SET TASK :: Reproduce every line of the listing below word for word, changing nothing.

LISTED RECORDS ::
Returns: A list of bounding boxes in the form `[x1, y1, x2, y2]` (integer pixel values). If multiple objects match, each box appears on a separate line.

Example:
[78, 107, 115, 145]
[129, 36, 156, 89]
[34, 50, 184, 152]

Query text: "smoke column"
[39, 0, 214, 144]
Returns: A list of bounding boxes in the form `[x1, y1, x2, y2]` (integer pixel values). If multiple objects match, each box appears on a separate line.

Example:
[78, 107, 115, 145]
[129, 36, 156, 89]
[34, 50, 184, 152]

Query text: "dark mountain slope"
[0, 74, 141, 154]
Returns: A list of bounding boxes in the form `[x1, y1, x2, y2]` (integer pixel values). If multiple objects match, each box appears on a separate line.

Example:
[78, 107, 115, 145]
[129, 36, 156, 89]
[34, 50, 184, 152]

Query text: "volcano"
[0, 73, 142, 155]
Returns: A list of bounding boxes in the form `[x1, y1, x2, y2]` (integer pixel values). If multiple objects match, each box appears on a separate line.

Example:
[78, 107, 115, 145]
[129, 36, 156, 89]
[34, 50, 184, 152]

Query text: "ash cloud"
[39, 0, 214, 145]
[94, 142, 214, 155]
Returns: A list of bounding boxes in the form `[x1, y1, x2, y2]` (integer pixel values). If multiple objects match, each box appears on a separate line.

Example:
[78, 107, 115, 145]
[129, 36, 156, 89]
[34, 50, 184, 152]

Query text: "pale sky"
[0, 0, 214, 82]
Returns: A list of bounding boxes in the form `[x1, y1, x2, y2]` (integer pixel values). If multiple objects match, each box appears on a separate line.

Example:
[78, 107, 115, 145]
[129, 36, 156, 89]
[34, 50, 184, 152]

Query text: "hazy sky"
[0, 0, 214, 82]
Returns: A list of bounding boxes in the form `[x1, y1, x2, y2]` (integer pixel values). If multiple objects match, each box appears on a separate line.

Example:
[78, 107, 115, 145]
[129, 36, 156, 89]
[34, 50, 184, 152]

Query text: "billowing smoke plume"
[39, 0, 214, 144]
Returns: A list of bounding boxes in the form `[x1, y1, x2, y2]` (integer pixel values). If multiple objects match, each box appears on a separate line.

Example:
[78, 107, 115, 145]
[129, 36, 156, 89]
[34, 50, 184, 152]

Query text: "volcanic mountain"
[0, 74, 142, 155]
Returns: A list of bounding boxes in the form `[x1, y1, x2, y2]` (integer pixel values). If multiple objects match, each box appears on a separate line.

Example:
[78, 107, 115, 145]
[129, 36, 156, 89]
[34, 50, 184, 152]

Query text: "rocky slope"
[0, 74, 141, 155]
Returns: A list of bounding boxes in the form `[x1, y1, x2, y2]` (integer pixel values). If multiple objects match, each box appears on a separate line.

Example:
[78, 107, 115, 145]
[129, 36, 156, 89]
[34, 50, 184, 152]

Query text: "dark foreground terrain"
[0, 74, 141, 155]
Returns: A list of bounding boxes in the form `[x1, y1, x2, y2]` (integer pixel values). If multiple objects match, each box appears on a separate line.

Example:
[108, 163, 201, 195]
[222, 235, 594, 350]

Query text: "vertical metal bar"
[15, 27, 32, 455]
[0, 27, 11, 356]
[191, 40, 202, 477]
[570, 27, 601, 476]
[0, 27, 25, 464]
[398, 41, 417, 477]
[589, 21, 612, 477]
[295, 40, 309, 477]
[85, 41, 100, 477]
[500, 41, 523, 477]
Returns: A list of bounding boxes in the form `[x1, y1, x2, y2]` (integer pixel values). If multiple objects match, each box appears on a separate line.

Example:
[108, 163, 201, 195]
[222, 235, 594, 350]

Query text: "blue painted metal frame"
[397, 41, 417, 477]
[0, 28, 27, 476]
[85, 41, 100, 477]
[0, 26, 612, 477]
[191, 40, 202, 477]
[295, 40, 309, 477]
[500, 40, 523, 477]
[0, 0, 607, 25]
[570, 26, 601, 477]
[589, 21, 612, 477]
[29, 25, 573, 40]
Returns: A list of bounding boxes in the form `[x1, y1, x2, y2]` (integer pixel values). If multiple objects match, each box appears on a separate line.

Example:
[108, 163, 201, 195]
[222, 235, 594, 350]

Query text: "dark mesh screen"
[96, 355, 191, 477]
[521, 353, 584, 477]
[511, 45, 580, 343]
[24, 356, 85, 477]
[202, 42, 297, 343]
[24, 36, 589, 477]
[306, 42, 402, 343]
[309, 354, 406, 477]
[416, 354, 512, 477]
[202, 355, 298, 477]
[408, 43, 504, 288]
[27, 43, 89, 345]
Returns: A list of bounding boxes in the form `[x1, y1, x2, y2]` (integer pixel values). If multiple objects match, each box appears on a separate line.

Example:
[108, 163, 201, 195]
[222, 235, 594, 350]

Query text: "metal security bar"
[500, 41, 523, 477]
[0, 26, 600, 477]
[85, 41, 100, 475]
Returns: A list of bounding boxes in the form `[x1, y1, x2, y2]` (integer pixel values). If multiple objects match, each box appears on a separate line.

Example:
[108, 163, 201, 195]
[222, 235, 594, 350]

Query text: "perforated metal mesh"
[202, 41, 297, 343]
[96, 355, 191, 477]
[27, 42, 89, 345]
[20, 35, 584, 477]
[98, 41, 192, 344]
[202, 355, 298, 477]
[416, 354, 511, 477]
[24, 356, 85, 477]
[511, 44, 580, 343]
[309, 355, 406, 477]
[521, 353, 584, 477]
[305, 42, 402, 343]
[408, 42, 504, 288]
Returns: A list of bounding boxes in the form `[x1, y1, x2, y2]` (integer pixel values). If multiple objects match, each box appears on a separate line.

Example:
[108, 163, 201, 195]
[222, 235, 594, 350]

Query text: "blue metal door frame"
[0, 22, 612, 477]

WORKED SOLUTION ::
Returns: A list of bounding boxes in the form `[x1, y1, x2, y2]` (integer pixel values). If multiple objects match, each box appears on a separate line.

Example:
[78, 107, 115, 145]
[129, 36, 156, 89]
[34, 50, 184, 152]

Query text: "smoke column"
[39, 0, 214, 144]
Returns: A list of bounding boxes in the form `[x1, y1, x2, y2]` (integer pixel values). If multiple objects match, each box appears on a separate line.

Example:
[78, 107, 115, 145]
[129, 36, 156, 89]
[34, 50, 184, 152]

Query text: "dark mountain slope"
[0, 74, 141, 154]
Returns: A list of bounding boxes in the form `[x1, y1, x2, y2]` (integer pixel values). If multiple objects match, each box appears on a separate line.

Example:
[78, 107, 115, 145]
[129, 36, 156, 89]
[34, 50, 184, 152]

Query text: "volcano"
[0, 73, 142, 155]
Returns: A list of bounding boxes in the form `[x1, y1, x2, y2]` (integer pixel values). If multiple objects match, each box appears on a separate line.

Example:
[78, 107, 115, 145]
[129, 36, 156, 89]
[34, 50, 184, 152]

Query text: "ash cloud"
[39, 0, 214, 145]
[94, 142, 214, 155]
Returns: A list of bounding boxes in the form `[x1, y1, x2, y2]` (integer pixel values). If multiple objects match, each box appears on a separate line.

Example:
[78, 107, 115, 145]
[129, 36, 156, 89]
[34, 50, 184, 152]

Query text: "pale sky"
[0, 0, 214, 82]
Returns: A list of bounding boxes in the form `[x1, y1, x2, y2]` (integer pixel values). If multiple objects match, each box appears on a separate line.

Example:
[78, 107, 115, 145]
[129, 36, 156, 89]
[34, 50, 184, 152]

Query text: "hazy sky"
[0, 0, 214, 82]
Returns: A list of bounding boxes in the form `[x1, y1, x2, y2]` (integer pixel values). If multiple objects match, each box appears on a separate line.

Example:
[78, 107, 115, 145]
[129, 36, 156, 89]
[34, 50, 184, 152]

Query text: "billowing smoke plume"
[39, 0, 214, 144]
Returns: A list of bounding boxes in the form `[x1, y1, x2, y2]` (integer pixel values). If multiple objects match, each box appears on a separate line.

Example:
[78, 107, 115, 145]
[129, 36, 156, 89]
[34, 50, 184, 152]

Query text: "volcanic mountain"
[0, 74, 142, 155]
Returns: A list of bounding boxes in the form `[x1, y1, x2, y2]` (integer pixel values). If multiple objects match, each box appears on a separate line.

Example:
[78, 107, 115, 145]
[129, 36, 156, 89]
[34, 50, 184, 152]

Query text: "rocky slope"
[0, 74, 141, 155]
Returns: A list of bounding boxes in the form `[x1, y1, x2, y2]` (integer pixel values). If multiple objects match, each box appears on a separate line.

Example:
[78, 107, 115, 145]
[129, 36, 156, 89]
[34, 50, 184, 152]

Query text: "dark foreground terrain"
[0, 74, 141, 155]
Returns: A list of bounding boxes in the form `[x1, y1, x2, y2]` (integer pixel values). If multiple objects match, each box appears on a separate line.

Example:
[108, 163, 201, 195]
[222, 235, 594, 350]

Query text: "vertical metal bar"
[15, 27, 32, 455]
[0, 27, 11, 356]
[191, 40, 202, 477]
[570, 27, 601, 476]
[0, 27, 25, 464]
[398, 41, 417, 477]
[589, 21, 612, 477]
[295, 40, 309, 477]
[85, 41, 100, 477]
[500, 41, 523, 477]
Returns: A list of bounding boxes in the form `[x1, y1, x2, y2]` (integer pixel values). If multiple objects match, each box appears on a separate line.

Example:
[108, 163, 201, 195]
[222, 235, 594, 350]

Query text: "blue painted metal frame"
[397, 41, 417, 477]
[0, 28, 27, 476]
[85, 41, 100, 477]
[0, 26, 612, 477]
[191, 40, 202, 477]
[295, 40, 309, 477]
[500, 40, 523, 477]
[0, 0, 607, 25]
[570, 26, 601, 477]
[589, 21, 612, 477]
[29, 25, 573, 40]
Returns: A list of bounding boxes in the form `[x1, y1, x2, y2]` (integer pixel values). If multiple objects match, each box appears on a separate line.

Example:
[108, 163, 201, 195]
[222, 235, 594, 350]

Query text: "dark mesh screen"
[96, 355, 191, 477]
[521, 353, 584, 477]
[511, 45, 580, 343]
[24, 356, 85, 477]
[202, 42, 297, 343]
[24, 36, 589, 477]
[306, 42, 402, 343]
[309, 354, 406, 477]
[416, 354, 512, 477]
[202, 355, 298, 477]
[408, 43, 504, 288]
[27, 43, 89, 345]
Returns: A list of bounding boxes in the form `[x1, y1, x2, y2]` (integer pixel values). If multiple objects match, each box appears on a separate line.

Example:
[108, 163, 201, 195]
[222, 235, 594, 350]

Query text: "metal security bar"
[500, 41, 523, 477]
[0, 26, 600, 477]
[85, 41, 100, 475]
Returns: A list of bounding boxes in the form `[x1, y1, x2, y2]` (integer pixel values). If multiple objects match, each box appears on a separate line.

Example:
[108, 163, 201, 195]
[222, 235, 594, 350]

Query text: "perforated metal mesh"
[202, 41, 297, 343]
[96, 355, 191, 477]
[27, 42, 89, 345]
[20, 35, 584, 477]
[98, 41, 192, 344]
[202, 355, 298, 477]
[416, 354, 511, 477]
[24, 356, 85, 477]
[511, 44, 580, 343]
[309, 355, 406, 477]
[521, 353, 584, 477]
[305, 42, 402, 343]
[408, 42, 504, 288]
Returns: A list of bounding boxes in the form `[x1, y1, x2, y2]` (integer pixel values). If multiple objects match, each box appears on a separate line.

Example:
[108, 163, 201, 195]
[222, 235, 594, 350]

Query text: "blue metal door frame"
[0, 22, 612, 477]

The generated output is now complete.